▶ Set of tasks:
- 1) Reproduce the stretch of the passage on Andrea Bocelli's philanthropy from "In Italy during" through "eight Italian hospitals.".
- 2) According to the passage on Andrea Bocelli's philanthropy, how many children benefitted from the Foundation's program in 2022 while hospitalized?
- 3) Pick up the passage on Andrea Bocelli's philanthropy and continue it from its final sentence onward.

▶ Selected excerpt:
========
Together with Biancalani, Bocelli’s first major international philanthropic collaboration took place in January 2010 after a disastrous earthquake in Haiti which killed thousands and destroyed most infrastructures. He, his manager Veronica Berti, whom he met in 2002 and married in 2014, and Biancalani worked with Father Rick Frechette, the founder of St. Luc Fondation there, whom they’d met a few months before at a New York concert and with whom they still collaborate. Over the next decade, until 2019’s civil war, the Bocellis and an ABF team traveled to Haiti at least 4 times a year to support and participate in humanitarian projects.

Founded in 2011, The Andrea Bocelli Foundation (ABF), headquartered in Florence, was inspired by Florence’s three-term Christian-Democrat mayor Giorgio La Pira’s fervent charitable interventions and the Bocellis’ first hands-on Haitian experience the year before. Since then, it’s funded humanitarian, educational and/or medical projects in Italy, England (music scholarships), Greece, Iraq, Syria (schools in refugee camps in all three countries), The United States (music scholarships), The Holy Land (vocational guidance), Ukraine (basic medical and financial aid for people who’ve had to abandon their homes), and Vatican City, where it built the showers for the homeless in St. Peter’s colonnade, to name just a selection. “Our vision,” explained Laura Biancalani, “has always been global. Our main, but not exclusive, mission is to create projects for poor communities with high illiteracy. For examples, over the years, the Foundation has raised over 60 million euros to construct schools in Haiti and in Italy. These schools still provide quality education to over 20,000 students every day.

In Italy during 2020, in co-operation with the Italian Pediatric Hospitals Association (AOPI), The Foundation launched a program to support educational and artistic activities for the over 60,000 hospitalized students in Italy who attended schools in specialized facilities or at home thanks to the Ministry of Education’s Home Education service. This number rises to 1 million when it includes children with chronic illnesses. In 2022 over 17,000 children benefitted while hospitalized in eight Italian hospitals.
========
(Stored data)
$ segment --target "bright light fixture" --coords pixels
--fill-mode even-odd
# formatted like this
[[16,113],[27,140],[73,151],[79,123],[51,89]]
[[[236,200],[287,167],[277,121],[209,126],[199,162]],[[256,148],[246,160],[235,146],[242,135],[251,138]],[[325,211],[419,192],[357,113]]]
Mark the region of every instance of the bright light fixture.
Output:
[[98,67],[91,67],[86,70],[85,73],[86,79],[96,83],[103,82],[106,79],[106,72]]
========
▶ Responses by task:
- 1)
In Italy during 2020, in co-operation with the Italian Pediatric Hospitals Association (AOPI), The Foundation launched a program to support educational and artistic activities for the over 60,000 hospitalized students in Italy who attended schools in specialized facilities or at home thanks to the Ministry of Education’s Home Education service. This number rises to 1 million when it includes children with chronic illnesses. In 2022 over 17,000 children benefitted while hospitalized in eight Italian hospitals.

- 2) Over 17,000 children, in eight Italian hospitals.

- 3)
Bocelli and his wife with Eugenio Giani, president of Tuscany, and Sara Funaro, the Deputy Mayor of Florence

Based on the success of the program, on March 21, the foundation inaugurated its latest project, The Maria Manetti Shrem Educational Center at the Meyer Children’s Hospital in Florence. Named for a Florentine-Californian opera-lover, art collector, benefactor, and The Foundation’s ambassadress since 2017, it’s the world’s first school building on a hospital’s grounds. Designed by the Rome-based international architectural firm Alvisi Kirimoto, the white-walled Center is surrounded by green lawns and includes a patio with tables, an area for patients to grow plants and vegetables, and a playroom. Large windows brighten its large irregularly-shaped classrooms and laboratories. Its furniture is colorful and cheerful.

“Attempting to describe what one experiences in places like… the Meyer hospital,” said Andrea Bocelli, who was hospitalized frequently, although never at The Meyer, as a child for congenital glaucoma, at the Center’s inauguration, “is futile because the joys and sorrows experienced here cannot be expressed in words. Here one experiences a season of time, and time in life is short. We must optimize it and succeed in giving a profound meaning to the time spent in hospital… When here, children feel the need not to fall behind their peers and even study more willingly than those not-hospitalized who have the opportunity to run and play soccer. The world is propelled forward by those who work and do, not by those who merely talk. Therefore, I would like to speak little and simply express my endless gratitude to everyone and sincerely wish them the best in the work they do.”